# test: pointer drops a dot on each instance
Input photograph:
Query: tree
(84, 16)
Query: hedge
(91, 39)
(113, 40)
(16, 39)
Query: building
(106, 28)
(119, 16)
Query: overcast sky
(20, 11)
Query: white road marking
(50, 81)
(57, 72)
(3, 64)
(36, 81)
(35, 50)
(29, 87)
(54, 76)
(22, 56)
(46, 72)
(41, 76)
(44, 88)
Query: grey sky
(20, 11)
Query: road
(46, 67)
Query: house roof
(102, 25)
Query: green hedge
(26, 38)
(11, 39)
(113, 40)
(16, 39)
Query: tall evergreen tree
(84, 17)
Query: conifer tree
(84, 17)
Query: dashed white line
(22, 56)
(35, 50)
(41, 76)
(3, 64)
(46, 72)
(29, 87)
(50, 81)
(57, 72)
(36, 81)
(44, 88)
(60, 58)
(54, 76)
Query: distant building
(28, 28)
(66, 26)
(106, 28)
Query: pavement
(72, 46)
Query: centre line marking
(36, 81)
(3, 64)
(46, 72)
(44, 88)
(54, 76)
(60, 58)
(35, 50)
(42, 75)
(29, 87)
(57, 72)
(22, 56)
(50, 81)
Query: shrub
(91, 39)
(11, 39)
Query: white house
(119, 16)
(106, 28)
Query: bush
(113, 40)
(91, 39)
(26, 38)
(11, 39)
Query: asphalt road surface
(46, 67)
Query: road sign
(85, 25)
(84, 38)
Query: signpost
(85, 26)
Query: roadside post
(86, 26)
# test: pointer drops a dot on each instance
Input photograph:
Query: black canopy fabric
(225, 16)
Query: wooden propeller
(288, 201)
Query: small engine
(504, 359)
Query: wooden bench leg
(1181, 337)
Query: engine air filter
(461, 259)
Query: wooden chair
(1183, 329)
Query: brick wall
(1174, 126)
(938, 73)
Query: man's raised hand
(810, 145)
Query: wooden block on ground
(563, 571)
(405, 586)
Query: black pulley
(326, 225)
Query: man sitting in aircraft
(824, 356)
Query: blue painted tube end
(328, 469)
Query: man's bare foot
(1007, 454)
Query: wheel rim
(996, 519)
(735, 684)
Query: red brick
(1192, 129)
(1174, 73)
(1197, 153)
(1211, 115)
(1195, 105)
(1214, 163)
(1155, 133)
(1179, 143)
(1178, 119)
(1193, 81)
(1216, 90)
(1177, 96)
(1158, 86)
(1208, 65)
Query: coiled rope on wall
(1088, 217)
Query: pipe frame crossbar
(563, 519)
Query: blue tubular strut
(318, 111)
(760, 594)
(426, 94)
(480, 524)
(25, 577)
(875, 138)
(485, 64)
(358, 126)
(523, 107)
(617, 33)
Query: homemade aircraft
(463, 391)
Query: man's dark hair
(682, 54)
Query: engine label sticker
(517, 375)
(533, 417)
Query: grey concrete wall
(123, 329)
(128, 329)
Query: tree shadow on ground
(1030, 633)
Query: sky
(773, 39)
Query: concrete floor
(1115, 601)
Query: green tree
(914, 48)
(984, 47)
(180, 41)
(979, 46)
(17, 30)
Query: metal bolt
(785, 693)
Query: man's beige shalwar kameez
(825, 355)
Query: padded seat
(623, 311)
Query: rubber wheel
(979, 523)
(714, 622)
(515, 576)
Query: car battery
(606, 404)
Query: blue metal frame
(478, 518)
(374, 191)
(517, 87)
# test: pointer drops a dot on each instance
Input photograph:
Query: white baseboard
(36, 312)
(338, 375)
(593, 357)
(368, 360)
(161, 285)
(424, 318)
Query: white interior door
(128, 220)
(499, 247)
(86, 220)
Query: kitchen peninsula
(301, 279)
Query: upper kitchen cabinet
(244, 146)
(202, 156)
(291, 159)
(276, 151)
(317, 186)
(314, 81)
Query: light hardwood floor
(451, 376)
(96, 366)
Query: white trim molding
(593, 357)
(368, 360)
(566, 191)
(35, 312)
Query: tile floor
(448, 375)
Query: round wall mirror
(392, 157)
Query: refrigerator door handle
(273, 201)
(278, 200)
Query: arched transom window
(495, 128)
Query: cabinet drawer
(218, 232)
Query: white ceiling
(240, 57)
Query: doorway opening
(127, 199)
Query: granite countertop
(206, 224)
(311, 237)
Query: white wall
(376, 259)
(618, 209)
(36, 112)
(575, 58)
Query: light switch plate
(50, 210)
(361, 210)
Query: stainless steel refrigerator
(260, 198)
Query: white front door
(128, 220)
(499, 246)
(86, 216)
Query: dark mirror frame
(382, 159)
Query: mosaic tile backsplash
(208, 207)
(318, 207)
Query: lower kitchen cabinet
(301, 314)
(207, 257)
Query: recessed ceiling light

= = = = = = =

EXERCISE DIRECTIONS
Your answer must be an exact transcription of all the data above.

RESULT OF THE TASK
# test: pointer drops a dot on each instance
Input photograph:
Query: tree
(84, 16)
Query: hedge
(91, 39)
(113, 40)
(16, 39)
Query: building
(106, 28)
(119, 16)
Query: overcast sky
(20, 11)
Query: white road marking
(50, 81)
(57, 72)
(3, 64)
(36, 81)
(35, 50)
(29, 87)
(54, 76)
(22, 56)
(46, 72)
(41, 76)
(44, 88)
Query: grey sky
(20, 11)
Query: road
(46, 67)
Query: house roof
(102, 25)
Query: green hedge
(26, 38)
(11, 39)
(113, 40)
(16, 39)
Query: tall evergreen tree
(84, 17)
Query: conifer tree
(84, 17)
Query: dashed white line
(22, 56)
(35, 50)
(41, 76)
(3, 64)
(46, 72)
(29, 87)
(50, 81)
(57, 72)
(36, 81)
(44, 88)
(60, 58)
(54, 76)
Query: distant building
(28, 28)
(66, 26)
(106, 28)
Query: pavement
(72, 46)
Query: centre line marking
(36, 81)
(3, 64)
(46, 72)
(44, 88)
(54, 76)
(60, 58)
(35, 50)
(42, 75)
(29, 87)
(57, 72)
(22, 56)
(50, 81)
Query: shrub
(91, 39)
(11, 39)
Query: white house
(119, 16)
(106, 28)
Query: bush
(113, 40)
(91, 39)
(26, 38)
(11, 39)
Query: asphalt road surface
(46, 67)
Query: road sign
(85, 25)
(84, 38)
Query: signpost
(85, 26)
Query: roadside post
(86, 26)
# test: pointer drops a dot on each instance
Input photograph:
Query: black canopy fabric
(225, 16)
Query: wooden propeller
(288, 201)
Query: small engine
(504, 359)
Query: wooden bench leg
(1181, 337)
Query: engine air filter
(461, 259)
Query: wooden chair
(1183, 329)
Query: brick wall
(1174, 126)
(938, 73)
Query: man's raised hand
(810, 145)
Query: wooden block on ground
(563, 571)
(405, 586)
Query: black pulley
(326, 225)
Query: man sitting in aircraft
(824, 356)
Query: blue painted tube end
(328, 469)
Query: man's bare foot
(1007, 454)
Query: wheel rim
(996, 519)
(735, 684)
Query: red brick
(1192, 129)
(1174, 73)
(1197, 153)
(1211, 115)
(1195, 105)
(1214, 163)
(1155, 133)
(1179, 143)
(1178, 119)
(1193, 81)
(1216, 90)
(1177, 96)
(1158, 86)
(1208, 65)
Query: coiled rope on wall
(1088, 217)
Query: pipe frame crossbar
(563, 519)
Query: blue tubular strut
(318, 111)
(760, 594)
(426, 94)
(480, 524)
(25, 577)
(875, 138)
(485, 64)
(358, 126)
(523, 107)
(617, 33)
Query: homemade aircraft
(463, 391)
Query: man's dark hair
(682, 54)
Query: engine label sticker
(517, 375)
(533, 417)
Query: grey concrete wall
(123, 329)
(128, 329)
Query: tree shadow on ground
(1030, 633)
Query: sky
(773, 39)
Query: concrete floor
(1115, 601)
Query: green tree
(914, 48)
(984, 47)
(180, 41)
(979, 46)
(17, 30)
Query: metal bolt
(785, 693)
Query: man's beige shalwar kameez
(825, 355)
Query: padded seat
(623, 311)
Query: rubber wheel
(979, 523)
(714, 622)
(515, 576)
Query: car battery
(606, 404)
Query: blue metal frame
(478, 518)
(374, 191)
(517, 87)
# test: pointer drops a dot on each instance
Input photograph:
Query: white baseboard
(36, 312)
(338, 375)
(593, 357)
(368, 360)
(161, 285)
(424, 318)
Query: white interior door
(128, 220)
(499, 247)
(86, 220)
Query: kitchen peninsula
(301, 279)
Query: upper kitchen cabinet
(244, 146)
(202, 156)
(291, 159)
(276, 151)
(317, 186)
(314, 81)
Query: light hardwood floor
(451, 376)
(96, 366)
Query: white trim molding
(593, 357)
(368, 360)
(566, 191)
(35, 312)
Query: tile floor
(448, 375)
Query: round wall mirror
(392, 157)
Query: refrigerator door handle
(273, 201)
(278, 200)
Query: arched transom window
(495, 128)
Query: cabinet drawer
(218, 232)
Query: white ceiling
(240, 57)
Query: doorway opening
(127, 199)
Query: granite countertop
(206, 224)
(311, 237)
Query: white wall
(376, 259)
(618, 209)
(36, 112)
(575, 58)
Query: light switch plate
(50, 210)
(361, 210)
Query: stainless steel refrigerator
(260, 198)
Query: white front door
(128, 220)
(499, 246)
(86, 216)
Query: dark mirror frame
(382, 159)
Query: mosaic tile backsplash
(208, 207)
(318, 207)
Query: lower kitchen cabinet
(301, 314)
(207, 257)
Query: recessed ceiling light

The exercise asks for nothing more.